• Given instruction A
Pull out the lines of the records from the line containing "The automated pipeline tagged eyeglass" up to and including the line containing "[54,56,100,190]", and reproduce each one unchanged.

• Selected extract
------------------------------------------------

David Graeber May 19, 2013
Our idea of human freedom, with its origins in Roman law, is permeated through and through with the institution of slavery. But its links to slavery twisted the meaning of “freedom” from an empowering notion of what it is to live with dignity in a society of equals to one of mastery and control. Understanding the history of the concept should help us to regain the first and fight the second of those notions.
The meaning of the Roman word libertas changed dramatically over time. To be “free” meant, first and foremost, not to be a slave. Since slavery means above all else the annihilation of social ties and the ability to form them, freedom meant the capacity to make and maintain moral commitments to others. The English word “free,” for instance, is derived from a German root meaning “friend,” since to be free meant to be able to make friends, to keep promises, to live within a community of equals. Freed slaves in Rome became citizens—and this makes complete sense because to be free, by definition, meant to be anchored in a civic community, with all the rights and responsibilities that this entailed.

------------------------------------------------

• Given instruction B
In the passage on freedom, what root is the English word "free" said to come from?

------------------------------------------------

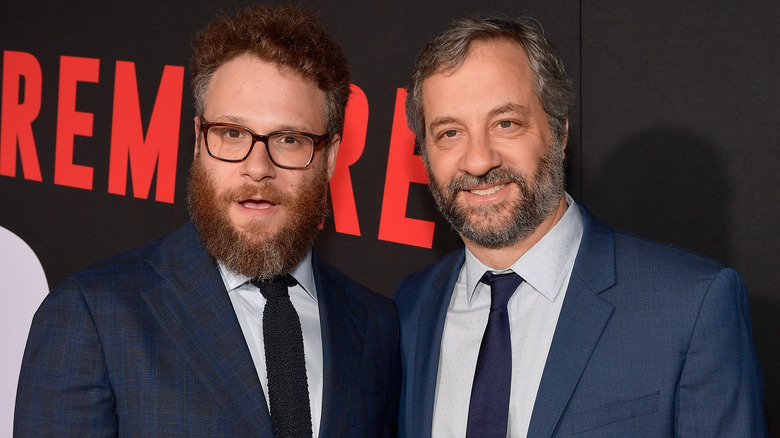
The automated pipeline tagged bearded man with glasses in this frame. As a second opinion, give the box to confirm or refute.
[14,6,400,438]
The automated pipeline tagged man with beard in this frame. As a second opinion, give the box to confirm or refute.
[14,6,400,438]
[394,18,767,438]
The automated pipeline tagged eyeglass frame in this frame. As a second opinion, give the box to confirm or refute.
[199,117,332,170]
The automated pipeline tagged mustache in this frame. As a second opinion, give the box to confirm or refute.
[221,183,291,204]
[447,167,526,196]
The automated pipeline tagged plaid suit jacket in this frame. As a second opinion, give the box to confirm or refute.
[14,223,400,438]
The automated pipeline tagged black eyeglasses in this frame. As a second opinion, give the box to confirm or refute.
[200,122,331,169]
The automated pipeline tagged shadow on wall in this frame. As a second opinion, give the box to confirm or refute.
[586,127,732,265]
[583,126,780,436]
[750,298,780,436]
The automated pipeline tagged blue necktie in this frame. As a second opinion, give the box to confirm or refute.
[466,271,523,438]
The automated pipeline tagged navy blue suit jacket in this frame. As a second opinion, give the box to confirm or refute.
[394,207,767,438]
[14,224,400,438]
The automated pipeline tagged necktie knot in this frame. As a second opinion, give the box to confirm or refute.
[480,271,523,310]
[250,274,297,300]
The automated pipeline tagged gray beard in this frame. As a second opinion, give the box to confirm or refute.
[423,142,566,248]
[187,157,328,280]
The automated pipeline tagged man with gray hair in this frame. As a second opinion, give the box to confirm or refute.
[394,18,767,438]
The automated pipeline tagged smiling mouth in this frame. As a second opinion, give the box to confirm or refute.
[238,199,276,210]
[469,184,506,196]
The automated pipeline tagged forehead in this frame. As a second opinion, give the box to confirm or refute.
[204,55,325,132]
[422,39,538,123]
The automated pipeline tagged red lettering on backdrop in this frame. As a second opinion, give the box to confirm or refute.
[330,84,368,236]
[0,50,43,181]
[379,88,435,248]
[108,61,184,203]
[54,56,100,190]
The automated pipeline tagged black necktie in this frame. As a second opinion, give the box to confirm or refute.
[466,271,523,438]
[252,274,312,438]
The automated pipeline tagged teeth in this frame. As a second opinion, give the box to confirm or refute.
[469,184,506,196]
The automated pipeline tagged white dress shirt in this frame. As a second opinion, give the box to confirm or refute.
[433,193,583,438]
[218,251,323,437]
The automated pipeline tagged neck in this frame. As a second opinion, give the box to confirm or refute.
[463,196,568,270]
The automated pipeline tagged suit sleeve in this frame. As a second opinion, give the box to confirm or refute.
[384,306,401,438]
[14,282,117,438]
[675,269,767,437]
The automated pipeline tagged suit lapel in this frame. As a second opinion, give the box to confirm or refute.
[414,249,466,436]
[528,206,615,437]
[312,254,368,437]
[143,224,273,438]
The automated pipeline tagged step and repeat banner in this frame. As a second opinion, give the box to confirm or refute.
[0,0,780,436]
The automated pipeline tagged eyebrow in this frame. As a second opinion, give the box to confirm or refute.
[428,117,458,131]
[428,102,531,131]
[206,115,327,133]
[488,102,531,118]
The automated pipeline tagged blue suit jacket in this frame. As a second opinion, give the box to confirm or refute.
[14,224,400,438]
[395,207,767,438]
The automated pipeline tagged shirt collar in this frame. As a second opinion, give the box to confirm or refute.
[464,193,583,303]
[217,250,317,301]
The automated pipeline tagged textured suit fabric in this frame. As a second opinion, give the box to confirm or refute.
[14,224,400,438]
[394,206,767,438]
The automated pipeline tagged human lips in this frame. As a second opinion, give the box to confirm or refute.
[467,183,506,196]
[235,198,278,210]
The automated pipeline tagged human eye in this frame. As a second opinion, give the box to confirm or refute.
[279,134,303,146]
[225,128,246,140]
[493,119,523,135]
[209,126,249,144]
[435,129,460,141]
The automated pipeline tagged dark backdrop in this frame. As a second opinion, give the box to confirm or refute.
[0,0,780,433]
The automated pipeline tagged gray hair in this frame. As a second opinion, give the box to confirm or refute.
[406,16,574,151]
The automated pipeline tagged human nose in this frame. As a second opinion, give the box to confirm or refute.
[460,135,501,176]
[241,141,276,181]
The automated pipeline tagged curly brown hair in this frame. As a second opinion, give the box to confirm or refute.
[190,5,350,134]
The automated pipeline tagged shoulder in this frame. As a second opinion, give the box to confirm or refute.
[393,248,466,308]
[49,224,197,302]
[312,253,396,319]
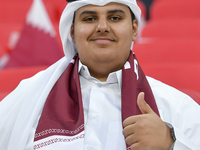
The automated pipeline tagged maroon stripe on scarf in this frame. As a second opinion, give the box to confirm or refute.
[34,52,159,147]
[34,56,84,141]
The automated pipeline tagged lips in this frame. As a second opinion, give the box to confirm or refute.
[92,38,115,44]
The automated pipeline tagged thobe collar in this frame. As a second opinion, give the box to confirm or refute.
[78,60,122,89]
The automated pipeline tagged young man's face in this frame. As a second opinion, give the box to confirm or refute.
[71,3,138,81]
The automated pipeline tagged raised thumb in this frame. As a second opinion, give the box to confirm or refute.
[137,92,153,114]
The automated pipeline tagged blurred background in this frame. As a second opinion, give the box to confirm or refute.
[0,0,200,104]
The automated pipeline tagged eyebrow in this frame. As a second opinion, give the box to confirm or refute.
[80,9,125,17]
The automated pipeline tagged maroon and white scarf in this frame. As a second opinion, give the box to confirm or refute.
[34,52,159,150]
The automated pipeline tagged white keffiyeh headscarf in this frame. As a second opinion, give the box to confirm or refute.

------------------------------------------------

• Reply A
The automated pipeline tagged eyeglass frame in this frame. As a second opinion, give the box to confirm or refute.
[199,117,332,170]
The automated pipeline tagged mustache in this frame. As a second opinion, give the box to confirm or refute.
[221,183,291,204]
[447,167,526,196]
The automated pipeline tagged plaid suit jacket in this frame. As a second opinion, give the box to confirm or refute.
[14,223,400,438]
The automated pipeline tagged black eyeglasses in this frame. As a second opinion, give the box to confirm or refute.
[200,122,331,169]
The automated pipeline tagged shadow on wall in this frame. As a second opinion, give the box to confirm or refute.
[586,127,732,265]
[583,126,780,436]
[750,298,780,436]
The automated pipeline tagged blue necktie in this frame. As a second opinion, give the box to confirm or refute.
[466,271,523,438]
The automated pipeline tagged navy blue suit jacket in this frame. As a second opinion, give the box to confirm or refute.
[394,207,767,438]
[14,224,400,438]
The automated pipeline tagged necktie knot in this frame. As a second opinion, give the box to confirm or refute.
[480,271,523,310]
[250,274,297,300]
The automated pipeline tagged gray beard in this frame. As a second opinion, give the box to confirm or refute.
[423,142,566,248]
[187,157,328,280]
The automated pipeline tagged man with gray hair in this frame. As a second opinion, give the box to confirm or refute.
[394,18,767,438]
The automated pipeline tagged smiling mouth in this frame. As a second opinion, give the box to confirm or refute.
[238,199,276,210]
[469,184,506,196]
The automated pipeline tagged forehead in this frame. As a second opinion, give the box to confirm or refute.
[204,55,325,132]
[422,39,538,123]
The automated pipeline tagged red lettering on backdrop in this frame. As a second opinion, give the box to confirm or refute.
[330,84,368,236]
[0,50,43,181]
[379,88,435,248]
[108,61,184,203]
[54,56,100,190]

• Reply B
It comes from a German root meaning "friend."